→ Dataset records
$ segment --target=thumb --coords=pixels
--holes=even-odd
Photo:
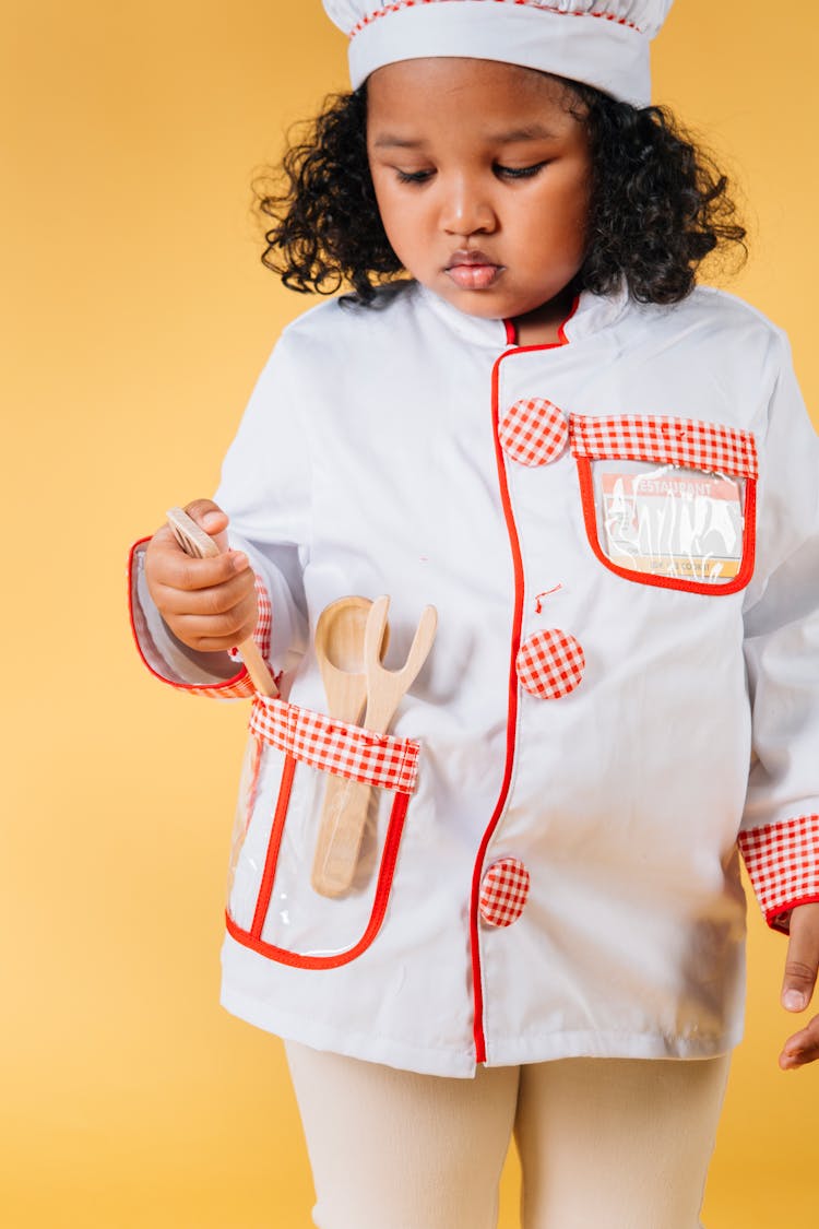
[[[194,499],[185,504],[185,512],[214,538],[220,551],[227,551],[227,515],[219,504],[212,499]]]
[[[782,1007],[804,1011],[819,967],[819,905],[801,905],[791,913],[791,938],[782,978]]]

--

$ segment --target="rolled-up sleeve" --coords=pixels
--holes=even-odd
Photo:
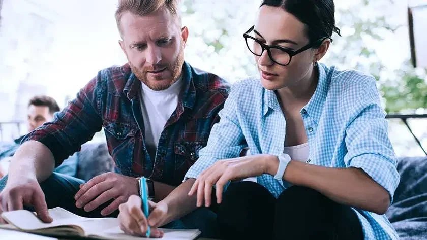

→ Given instruction
Return every line of the data above that contains the string "pixels", matching case exactly.

→ Expected answer
$ segment --target=thumb --coords=pixels
$ segment --target="rolled-up sleeve" --coords=pixels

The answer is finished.